- [What to produce]: Could you swap "sample" for "template" in the rows from the line containing "Locate the clock" down through the last row, and return only those rows with nothing else changed?
··· Information supplied
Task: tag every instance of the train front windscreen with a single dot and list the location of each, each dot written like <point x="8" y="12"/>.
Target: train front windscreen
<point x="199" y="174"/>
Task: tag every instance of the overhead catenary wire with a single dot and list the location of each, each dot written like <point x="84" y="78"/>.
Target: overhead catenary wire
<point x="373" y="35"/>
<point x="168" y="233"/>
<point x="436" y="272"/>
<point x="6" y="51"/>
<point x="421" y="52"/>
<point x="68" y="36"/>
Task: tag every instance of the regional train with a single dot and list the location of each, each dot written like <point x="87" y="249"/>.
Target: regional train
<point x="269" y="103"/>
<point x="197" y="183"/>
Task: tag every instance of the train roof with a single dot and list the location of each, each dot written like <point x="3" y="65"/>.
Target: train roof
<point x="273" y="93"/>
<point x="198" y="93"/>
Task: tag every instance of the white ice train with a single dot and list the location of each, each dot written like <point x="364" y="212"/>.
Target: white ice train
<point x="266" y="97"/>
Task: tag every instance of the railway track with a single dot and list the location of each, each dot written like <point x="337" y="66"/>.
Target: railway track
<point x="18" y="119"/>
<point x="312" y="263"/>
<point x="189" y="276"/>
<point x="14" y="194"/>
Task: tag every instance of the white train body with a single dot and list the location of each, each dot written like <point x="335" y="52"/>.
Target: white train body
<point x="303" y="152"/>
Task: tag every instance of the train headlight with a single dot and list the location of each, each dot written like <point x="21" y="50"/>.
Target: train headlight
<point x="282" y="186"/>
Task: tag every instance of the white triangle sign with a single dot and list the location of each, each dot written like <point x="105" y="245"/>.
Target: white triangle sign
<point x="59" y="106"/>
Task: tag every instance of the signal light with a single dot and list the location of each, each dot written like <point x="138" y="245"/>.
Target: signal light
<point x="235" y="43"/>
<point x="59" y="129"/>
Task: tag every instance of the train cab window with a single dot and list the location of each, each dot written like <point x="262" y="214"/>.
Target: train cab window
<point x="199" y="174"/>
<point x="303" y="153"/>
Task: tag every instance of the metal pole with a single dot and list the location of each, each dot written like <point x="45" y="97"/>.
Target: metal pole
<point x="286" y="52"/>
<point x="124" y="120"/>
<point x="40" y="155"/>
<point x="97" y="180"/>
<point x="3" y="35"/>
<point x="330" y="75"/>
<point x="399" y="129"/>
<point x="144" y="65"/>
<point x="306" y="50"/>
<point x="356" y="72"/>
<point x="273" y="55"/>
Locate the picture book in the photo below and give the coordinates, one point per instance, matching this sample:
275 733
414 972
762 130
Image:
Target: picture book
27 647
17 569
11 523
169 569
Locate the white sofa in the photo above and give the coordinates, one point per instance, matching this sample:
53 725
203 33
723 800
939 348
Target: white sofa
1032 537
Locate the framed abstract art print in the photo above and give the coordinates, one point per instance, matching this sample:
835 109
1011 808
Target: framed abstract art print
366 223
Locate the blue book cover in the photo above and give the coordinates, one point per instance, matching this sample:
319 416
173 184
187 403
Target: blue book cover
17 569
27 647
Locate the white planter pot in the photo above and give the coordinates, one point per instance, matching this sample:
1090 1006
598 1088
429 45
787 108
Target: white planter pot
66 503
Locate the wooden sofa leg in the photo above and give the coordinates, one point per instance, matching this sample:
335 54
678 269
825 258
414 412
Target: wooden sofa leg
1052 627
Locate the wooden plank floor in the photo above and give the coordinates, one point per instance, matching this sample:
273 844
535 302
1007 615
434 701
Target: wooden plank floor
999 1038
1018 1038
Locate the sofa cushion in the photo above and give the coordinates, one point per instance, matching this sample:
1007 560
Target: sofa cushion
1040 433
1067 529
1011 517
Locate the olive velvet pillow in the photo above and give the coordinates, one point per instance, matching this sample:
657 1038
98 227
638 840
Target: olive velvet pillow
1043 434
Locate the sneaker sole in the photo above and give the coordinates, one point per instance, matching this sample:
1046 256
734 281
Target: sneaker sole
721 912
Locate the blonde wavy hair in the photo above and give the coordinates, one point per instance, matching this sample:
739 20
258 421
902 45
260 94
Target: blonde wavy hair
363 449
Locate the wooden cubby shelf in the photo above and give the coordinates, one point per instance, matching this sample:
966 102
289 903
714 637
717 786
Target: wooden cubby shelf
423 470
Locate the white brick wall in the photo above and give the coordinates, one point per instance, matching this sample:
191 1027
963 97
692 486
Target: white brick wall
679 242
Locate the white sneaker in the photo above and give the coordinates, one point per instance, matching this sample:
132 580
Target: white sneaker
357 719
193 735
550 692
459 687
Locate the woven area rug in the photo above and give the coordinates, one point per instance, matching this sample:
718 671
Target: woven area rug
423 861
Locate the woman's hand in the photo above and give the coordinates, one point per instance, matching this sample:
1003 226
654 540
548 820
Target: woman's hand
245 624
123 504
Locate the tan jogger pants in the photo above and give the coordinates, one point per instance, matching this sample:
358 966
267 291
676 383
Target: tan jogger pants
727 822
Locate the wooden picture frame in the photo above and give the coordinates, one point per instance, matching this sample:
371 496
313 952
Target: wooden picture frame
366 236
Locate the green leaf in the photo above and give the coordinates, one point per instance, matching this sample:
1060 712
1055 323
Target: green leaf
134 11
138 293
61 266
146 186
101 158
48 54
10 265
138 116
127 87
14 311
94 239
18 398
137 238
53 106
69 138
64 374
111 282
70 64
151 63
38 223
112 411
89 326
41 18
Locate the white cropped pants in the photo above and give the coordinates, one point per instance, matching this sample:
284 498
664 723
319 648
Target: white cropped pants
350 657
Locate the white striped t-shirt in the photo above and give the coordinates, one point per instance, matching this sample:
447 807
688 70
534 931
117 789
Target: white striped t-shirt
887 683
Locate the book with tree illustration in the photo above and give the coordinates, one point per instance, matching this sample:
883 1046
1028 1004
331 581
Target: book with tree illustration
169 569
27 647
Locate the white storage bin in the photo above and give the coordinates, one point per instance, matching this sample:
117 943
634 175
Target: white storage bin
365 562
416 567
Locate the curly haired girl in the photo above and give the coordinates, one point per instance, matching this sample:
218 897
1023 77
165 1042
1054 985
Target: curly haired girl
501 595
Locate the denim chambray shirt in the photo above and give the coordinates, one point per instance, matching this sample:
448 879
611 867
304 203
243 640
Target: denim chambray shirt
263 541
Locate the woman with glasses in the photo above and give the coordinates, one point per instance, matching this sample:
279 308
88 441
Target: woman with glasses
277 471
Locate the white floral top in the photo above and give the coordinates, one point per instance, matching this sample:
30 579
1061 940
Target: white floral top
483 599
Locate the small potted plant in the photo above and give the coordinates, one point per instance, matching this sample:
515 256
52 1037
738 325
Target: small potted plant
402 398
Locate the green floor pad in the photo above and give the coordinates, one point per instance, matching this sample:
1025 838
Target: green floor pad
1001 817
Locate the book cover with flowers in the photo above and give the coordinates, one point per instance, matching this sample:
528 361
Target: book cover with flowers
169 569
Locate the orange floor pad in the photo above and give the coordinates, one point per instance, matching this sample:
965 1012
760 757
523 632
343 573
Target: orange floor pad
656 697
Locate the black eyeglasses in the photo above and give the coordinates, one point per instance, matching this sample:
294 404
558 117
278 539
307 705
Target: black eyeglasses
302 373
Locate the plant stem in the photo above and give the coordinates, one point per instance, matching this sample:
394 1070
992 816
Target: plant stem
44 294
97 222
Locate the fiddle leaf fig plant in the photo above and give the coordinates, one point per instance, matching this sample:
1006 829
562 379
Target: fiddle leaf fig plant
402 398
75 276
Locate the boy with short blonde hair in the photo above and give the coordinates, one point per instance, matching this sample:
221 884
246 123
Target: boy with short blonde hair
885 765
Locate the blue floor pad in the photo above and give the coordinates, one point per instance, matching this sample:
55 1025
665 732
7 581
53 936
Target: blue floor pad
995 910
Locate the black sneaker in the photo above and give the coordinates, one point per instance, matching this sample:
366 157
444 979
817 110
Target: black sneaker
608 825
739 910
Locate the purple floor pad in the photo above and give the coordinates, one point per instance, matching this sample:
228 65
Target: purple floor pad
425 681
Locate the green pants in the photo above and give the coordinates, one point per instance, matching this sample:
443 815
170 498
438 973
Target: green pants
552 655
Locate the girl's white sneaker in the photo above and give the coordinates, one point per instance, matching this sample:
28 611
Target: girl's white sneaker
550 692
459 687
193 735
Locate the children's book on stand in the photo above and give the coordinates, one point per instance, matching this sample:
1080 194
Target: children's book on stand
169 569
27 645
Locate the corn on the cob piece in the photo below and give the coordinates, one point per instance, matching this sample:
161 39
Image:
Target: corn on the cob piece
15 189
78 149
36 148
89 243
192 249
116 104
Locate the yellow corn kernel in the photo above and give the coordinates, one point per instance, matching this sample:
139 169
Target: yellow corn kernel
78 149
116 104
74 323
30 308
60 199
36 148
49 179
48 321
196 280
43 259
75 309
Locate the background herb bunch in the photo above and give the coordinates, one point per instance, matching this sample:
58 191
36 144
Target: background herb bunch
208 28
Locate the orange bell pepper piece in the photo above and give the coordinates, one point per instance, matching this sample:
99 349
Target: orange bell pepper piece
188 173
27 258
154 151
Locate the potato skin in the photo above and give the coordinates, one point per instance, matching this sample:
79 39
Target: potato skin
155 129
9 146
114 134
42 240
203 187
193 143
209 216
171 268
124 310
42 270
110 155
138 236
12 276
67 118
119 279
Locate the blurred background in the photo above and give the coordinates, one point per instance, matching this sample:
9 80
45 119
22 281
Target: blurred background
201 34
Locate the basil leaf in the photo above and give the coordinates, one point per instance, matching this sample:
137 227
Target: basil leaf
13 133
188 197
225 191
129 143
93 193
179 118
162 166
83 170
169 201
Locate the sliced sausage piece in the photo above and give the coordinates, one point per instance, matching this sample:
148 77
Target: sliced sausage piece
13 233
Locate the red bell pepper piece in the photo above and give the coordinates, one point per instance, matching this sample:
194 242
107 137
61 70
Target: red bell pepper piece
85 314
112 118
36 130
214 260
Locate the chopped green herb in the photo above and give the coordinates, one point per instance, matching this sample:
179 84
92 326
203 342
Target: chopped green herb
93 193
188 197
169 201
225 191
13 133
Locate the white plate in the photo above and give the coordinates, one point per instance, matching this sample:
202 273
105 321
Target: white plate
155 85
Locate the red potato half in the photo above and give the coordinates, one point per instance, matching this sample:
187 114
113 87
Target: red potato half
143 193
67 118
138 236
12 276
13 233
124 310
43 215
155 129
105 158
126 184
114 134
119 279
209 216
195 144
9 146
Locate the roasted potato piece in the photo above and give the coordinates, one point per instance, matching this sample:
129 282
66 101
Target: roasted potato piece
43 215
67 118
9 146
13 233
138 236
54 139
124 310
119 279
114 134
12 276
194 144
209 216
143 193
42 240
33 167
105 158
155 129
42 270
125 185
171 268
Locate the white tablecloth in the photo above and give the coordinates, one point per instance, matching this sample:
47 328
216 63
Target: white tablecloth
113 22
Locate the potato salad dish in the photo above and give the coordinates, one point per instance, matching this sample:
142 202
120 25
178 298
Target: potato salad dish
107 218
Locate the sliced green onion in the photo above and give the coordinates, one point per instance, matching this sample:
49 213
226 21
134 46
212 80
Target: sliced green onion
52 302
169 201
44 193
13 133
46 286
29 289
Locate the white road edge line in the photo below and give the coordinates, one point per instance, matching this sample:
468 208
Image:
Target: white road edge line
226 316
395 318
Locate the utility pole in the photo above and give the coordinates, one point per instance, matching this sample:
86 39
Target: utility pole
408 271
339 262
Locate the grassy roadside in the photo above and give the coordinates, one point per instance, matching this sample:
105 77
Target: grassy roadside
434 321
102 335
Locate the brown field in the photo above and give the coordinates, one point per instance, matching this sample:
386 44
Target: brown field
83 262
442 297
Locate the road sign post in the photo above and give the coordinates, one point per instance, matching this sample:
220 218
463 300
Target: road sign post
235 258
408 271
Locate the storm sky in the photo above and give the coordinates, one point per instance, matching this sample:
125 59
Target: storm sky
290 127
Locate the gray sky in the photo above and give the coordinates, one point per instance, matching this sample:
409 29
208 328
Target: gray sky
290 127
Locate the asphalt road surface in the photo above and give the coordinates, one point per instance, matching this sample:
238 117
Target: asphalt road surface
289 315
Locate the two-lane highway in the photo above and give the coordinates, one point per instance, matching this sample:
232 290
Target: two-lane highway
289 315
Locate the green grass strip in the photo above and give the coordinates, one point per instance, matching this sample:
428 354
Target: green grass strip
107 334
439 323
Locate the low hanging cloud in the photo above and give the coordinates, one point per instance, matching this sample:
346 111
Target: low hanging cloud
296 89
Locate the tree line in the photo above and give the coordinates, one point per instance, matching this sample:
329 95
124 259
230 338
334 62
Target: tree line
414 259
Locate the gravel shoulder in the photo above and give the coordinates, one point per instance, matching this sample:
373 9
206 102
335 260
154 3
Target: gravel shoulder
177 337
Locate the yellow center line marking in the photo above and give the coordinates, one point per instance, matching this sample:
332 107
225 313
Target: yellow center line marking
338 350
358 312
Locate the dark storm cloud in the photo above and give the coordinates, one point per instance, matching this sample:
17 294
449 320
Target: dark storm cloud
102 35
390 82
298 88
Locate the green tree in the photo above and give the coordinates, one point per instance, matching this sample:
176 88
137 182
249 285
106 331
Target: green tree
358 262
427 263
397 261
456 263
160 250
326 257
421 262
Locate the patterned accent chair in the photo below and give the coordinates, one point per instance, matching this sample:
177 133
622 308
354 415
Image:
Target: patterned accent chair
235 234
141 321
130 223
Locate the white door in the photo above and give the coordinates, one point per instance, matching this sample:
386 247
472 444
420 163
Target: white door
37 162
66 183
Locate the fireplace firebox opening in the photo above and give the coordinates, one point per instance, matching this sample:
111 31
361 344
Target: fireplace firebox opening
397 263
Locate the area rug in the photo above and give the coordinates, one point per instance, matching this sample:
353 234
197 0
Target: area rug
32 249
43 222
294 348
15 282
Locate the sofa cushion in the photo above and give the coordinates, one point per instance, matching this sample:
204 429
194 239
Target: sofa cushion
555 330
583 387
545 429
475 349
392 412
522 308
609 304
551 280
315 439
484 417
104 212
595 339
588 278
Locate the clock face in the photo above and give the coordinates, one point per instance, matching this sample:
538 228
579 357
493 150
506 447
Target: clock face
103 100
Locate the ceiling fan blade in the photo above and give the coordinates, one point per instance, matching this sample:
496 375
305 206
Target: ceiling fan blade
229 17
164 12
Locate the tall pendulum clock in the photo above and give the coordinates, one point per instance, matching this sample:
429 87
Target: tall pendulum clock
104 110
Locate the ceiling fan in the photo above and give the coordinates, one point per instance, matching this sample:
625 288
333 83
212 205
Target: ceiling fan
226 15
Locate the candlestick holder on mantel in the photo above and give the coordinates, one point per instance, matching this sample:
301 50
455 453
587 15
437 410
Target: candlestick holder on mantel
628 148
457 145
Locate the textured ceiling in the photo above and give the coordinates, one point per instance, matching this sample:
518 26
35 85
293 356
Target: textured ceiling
······
- [Full solution]:
Locate the clock face in the photo above and give the coordinates, one point per instance, matching this template:
538 228
579 357
493 150
506 447
Target: clock face
103 100
Locate the ceiling fan blade in the photo above and give the coordinates, one point per instance, matching this template:
496 375
305 206
Target: ceiling fan blade
229 17
164 12
Locate the tall pendulum clock in the photo above and give the coordinates, one point per instance, matching this template:
429 87
Target: tall pendulum clock
104 110
Locate the ceiling fan in the photo above and give the coordinates, one point per instance, matching this template:
625 288
333 83
212 205
Target: ceiling fan
226 15
Locate the candlestick holder on mantel in the photo above and give the coordinates, one point per instance, matching this template:
301 50
455 453
587 15
437 410
Target: candlestick holder on mantel
628 148
457 145
Locate the textured ceiling in the photo above and give the coordinates, one point per instance, matching this template:
518 26
35 85
293 356
Target: textured ceiling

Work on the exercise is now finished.